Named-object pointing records
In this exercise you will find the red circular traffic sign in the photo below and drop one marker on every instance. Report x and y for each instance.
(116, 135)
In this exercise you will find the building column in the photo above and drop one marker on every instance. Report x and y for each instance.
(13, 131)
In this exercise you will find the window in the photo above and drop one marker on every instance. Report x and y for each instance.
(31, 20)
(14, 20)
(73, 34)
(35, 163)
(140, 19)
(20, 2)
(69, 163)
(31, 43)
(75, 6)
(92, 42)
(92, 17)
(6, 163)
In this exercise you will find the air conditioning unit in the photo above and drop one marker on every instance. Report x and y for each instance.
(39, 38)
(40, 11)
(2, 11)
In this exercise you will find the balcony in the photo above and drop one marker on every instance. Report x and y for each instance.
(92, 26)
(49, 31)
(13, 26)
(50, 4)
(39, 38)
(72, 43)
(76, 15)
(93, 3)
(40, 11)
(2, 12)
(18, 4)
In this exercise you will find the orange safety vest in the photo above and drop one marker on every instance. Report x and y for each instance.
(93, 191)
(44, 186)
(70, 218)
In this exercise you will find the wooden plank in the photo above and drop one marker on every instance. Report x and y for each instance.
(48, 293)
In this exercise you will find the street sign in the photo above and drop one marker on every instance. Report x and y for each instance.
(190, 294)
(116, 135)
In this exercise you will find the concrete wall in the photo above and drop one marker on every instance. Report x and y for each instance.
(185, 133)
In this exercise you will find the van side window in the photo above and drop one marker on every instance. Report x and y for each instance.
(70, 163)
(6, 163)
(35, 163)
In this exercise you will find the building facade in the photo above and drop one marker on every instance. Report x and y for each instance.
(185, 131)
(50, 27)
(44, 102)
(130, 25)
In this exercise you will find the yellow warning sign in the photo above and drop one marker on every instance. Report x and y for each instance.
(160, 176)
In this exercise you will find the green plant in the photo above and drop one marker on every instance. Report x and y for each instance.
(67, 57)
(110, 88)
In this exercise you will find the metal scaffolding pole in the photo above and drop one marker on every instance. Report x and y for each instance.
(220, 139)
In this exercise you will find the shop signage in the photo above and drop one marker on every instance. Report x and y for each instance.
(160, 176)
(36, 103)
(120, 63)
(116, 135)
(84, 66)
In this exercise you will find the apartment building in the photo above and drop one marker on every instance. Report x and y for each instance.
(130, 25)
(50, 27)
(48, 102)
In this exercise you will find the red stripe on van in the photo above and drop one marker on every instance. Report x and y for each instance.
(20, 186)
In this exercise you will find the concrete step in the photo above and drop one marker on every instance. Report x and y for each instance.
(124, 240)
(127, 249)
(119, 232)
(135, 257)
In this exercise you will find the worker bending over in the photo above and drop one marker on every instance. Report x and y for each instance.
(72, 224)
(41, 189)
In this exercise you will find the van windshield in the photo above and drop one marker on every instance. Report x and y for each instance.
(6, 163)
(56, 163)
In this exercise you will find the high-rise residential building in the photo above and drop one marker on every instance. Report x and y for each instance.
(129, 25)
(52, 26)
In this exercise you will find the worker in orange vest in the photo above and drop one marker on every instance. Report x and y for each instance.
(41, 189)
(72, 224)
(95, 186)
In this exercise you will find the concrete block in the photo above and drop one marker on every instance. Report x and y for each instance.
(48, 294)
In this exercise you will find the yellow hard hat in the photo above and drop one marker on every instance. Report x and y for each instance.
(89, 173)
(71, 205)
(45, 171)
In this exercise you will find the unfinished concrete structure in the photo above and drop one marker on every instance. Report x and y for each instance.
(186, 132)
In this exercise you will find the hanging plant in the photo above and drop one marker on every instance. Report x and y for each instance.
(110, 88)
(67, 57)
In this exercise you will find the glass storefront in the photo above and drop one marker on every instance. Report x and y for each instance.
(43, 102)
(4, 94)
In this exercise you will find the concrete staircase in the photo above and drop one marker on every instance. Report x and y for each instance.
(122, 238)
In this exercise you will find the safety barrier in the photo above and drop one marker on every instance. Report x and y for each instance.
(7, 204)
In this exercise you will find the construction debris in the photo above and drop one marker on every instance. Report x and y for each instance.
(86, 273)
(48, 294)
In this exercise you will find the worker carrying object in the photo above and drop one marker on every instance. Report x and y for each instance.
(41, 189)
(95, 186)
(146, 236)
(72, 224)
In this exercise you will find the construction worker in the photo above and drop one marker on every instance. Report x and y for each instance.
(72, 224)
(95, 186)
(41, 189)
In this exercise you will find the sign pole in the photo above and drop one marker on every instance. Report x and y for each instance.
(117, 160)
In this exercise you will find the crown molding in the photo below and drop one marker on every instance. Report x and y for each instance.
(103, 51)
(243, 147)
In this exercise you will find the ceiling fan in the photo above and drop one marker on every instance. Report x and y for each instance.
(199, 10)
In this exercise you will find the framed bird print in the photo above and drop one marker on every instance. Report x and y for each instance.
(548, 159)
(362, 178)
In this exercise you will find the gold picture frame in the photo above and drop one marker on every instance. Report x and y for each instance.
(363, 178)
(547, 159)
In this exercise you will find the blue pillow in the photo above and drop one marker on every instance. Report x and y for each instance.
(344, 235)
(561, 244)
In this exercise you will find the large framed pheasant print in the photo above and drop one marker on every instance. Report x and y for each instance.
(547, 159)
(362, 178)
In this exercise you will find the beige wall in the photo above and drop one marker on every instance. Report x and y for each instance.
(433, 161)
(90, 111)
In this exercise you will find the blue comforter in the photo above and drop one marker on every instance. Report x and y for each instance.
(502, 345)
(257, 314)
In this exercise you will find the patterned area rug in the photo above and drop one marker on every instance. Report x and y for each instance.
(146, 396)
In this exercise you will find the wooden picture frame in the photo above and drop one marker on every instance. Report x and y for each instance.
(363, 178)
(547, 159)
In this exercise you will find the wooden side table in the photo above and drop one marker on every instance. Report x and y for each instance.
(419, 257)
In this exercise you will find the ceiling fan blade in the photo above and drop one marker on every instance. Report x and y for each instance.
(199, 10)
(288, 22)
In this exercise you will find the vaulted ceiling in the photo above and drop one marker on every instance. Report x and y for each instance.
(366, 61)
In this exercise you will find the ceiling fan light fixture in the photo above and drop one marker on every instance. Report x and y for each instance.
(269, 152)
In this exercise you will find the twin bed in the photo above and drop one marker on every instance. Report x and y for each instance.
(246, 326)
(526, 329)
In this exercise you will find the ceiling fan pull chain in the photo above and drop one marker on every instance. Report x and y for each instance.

#### WHAT YOU SHOULD DO:
Using the data above, repeat every line exactly.

#### ANSWER:
In this exercise you will find the red circular traffic sign in the photo below and drop one marker on every instance. Report x and y for each instance.
(116, 135)
In this exercise you will find the building column in the photo above and drop one marker on every instance. Report x and y for each instance.
(13, 131)
In this exercise you will find the window in the photo above and drop one marker on every instance. Report x and y for each instance.
(31, 20)
(14, 20)
(73, 34)
(35, 163)
(140, 19)
(20, 2)
(69, 163)
(31, 43)
(75, 6)
(92, 42)
(92, 17)
(6, 163)
In this exercise you will find the air conditioning unit in the photo above and drop one marker on every instance. Report x and y for each instance.
(39, 38)
(40, 11)
(2, 11)
In this exercise you will find the balcony in the photo above and drop one marker on every instance. Report x and y for each instance.
(92, 26)
(49, 31)
(13, 26)
(50, 4)
(39, 38)
(72, 43)
(76, 15)
(93, 3)
(40, 11)
(2, 12)
(18, 4)
In this exercise you will find the orange safety vest in the photo above and drop one marker on every instance. Report x and y for each instance.
(93, 191)
(44, 186)
(70, 218)
In this exercise you will find the wooden plank in the photo above and drop one marker on every instance. Report x and y for each instance.
(48, 293)
In this exercise you will find the street sign in the photo above and drop one marker on every instance. Report x and y for each instance.
(190, 294)
(116, 135)
In this exercise you will find the concrete wall in the photo above and drop one marker on every instance. Report x and y for each instance.
(185, 133)
In this exercise you will find the van side window in the photo above and drop one marker on every instance. Report x and y for each instance.
(70, 163)
(6, 163)
(35, 163)
In this exercise you will find the building facade in the photo above and drop one marker on every instance. Report x and y for each instance.
(185, 131)
(50, 27)
(44, 102)
(130, 25)
In this exercise you will find the yellow warning sign in the photo above and drop one marker on every instance. Report x and y for each instance.
(160, 176)
In this exercise you will find the green plant in the photo above and drop one marker on every instance. Report x and y for each instance.
(67, 57)
(110, 88)
In this exercise you will find the metal scaffolding pole in the photo above and drop one marker on every instance. Report x and y for each instance.
(220, 139)
In this exercise you will find the shop signage in the photo above and drop one marker on every instance. Report x and y for each instance.
(160, 176)
(36, 103)
(120, 63)
(116, 135)
(84, 66)
In this exercise you will find the apartment building in the photo above and drop one marker on every instance. Report x and y for each instance.
(130, 25)
(50, 27)
(48, 102)
In this exercise you will find the red stripe on van in the photo above and drop one marker on every instance. Report x and y for each instance.
(20, 186)
In this exercise you will find the concrete step in the photo above and drop one marker on every instance. Report x and y for each instance.
(124, 240)
(127, 249)
(119, 232)
(135, 257)
In this exercise you will find the worker bending over in the photo above and drop one marker on every instance. Report x and y for each instance.
(72, 224)
(41, 189)
In this exercise you will find the van windshield in the photo above and drop one marker on every instance. Report x and y for each instance.
(6, 163)
(56, 163)
In this exercise you will find the high-rise residential building in the photo above and drop one marker on every instance. Report x and y for each instance.
(129, 25)
(52, 26)
In this exercise you will find the worker in orange vest in the photo above and drop one marker on every instance. Report x and y for each instance.
(41, 189)
(72, 224)
(95, 186)
In this exercise you will find the concrete block in the photo above and drop one marker on every instance. Report x and y for each instance.
(48, 294)
In this exercise you will find the yellow hard hat in the photo above and drop one marker on every instance. Report x and y for each instance.
(89, 173)
(71, 205)
(45, 171)
In this exercise you will find the unfinished concrete structure in the photo above and drop one marker on every instance. Report x and y for each instance.
(186, 132)
In this exercise you will find the hanging plant in the photo above and drop one marker on every instance. Report x and y for each instance.
(110, 88)
(67, 57)
In this exercise you will find the glass storefront in the photo above and drop one marker on every instance. Report x and y for each instance.
(43, 102)
(4, 94)
In this exercise you will find the concrete staircase in the photo above and drop one marker on every instance. Report x and y for each instance.
(122, 238)
In this exercise you will find the safety barrier in the photo above and drop one marker on every instance. Report x and y for each instance.
(7, 204)
In this exercise you will find the construction debris in the photo above and drop one marker on every instance. Report x and y for each instance.
(86, 273)
(48, 294)
In this exercise you will find the worker carrying object in the photo above and drop one marker on every instance. Report x and y for each instance.
(41, 189)
(95, 186)
(146, 236)
(72, 224)
In this exercise you will find the construction worker in the photo above and drop one marker on every instance. Report x and y for each instance.
(72, 224)
(95, 186)
(41, 189)
In this exercise you will find the sign pole in the photo above and drop one marker on every instance. Report x and y for each instance.
(117, 160)
In this exercise you will find the crown molding in the photo below and drop one marker on every instance. Report x and y for each instance.
(103, 51)
(243, 147)
In this exercise you will find the ceiling fan in the photo above and drop one marker on every instance. Report x and y for each instance.
(199, 10)
In this exercise you will find the framed bird print in the photo above and drop one marker on every instance. Report x and y for each instance.
(548, 159)
(362, 178)
In this exercise you will find the gold picture frame in the photo above and drop one marker on every instance. Report x and y for each instance.
(363, 178)
(547, 159)
In this exercise you will find the blue pillow in the photo above and drop one marker on every instance. Report x and y for each instance.
(344, 235)
(561, 244)
In this exercise you will find the large framed pheasant print in the photo above and drop one marker on every instance. Report x and y for each instance.
(547, 159)
(362, 178)
In this exercise you will find the beige wall in the photo above and drop one marker on every instance. Report x and y for each instance.
(433, 161)
(90, 111)
In this exercise you will find the blue comforter in the photo above and drop one marker on every instance. Report x and y for each instance.
(502, 345)
(257, 314)
In this exercise you will find the patterned area rug in the photo above and drop one marker on every instance. Report x and y for each instance.
(146, 396)
In this exercise you will find the wooden picture frame in the photo above and drop one marker on every instance. Report x and y for each instance.
(363, 178)
(547, 159)
In this exercise you will find the wooden side table in the photo above and drop one marker on every instance. Report x and y for each instance.
(419, 257)
In this exercise you will find the ceiling fan blade in the photo above and drop one marker on every instance. Report x and y for each instance.
(199, 10)
(288, 22)
In this exercise you will find the vaulted ceiling in the photo above and drop one marker on every instance. Report x and y for each instance.
(366, 61)
In this exercise you will find the ceiling fan light fixture in the photo above and drop one marker on every instance. Report x and y for each instance.
(269, 152)
In this exercise you will find the twin bed in the photo above and drop one marker on every instance. Report x and y for each instance.
(246, 326)
(526, 329)
In this exercise you will find the ceiling fan pull chain in the photo above and drop one marker on every instance. Report x and y for each instance.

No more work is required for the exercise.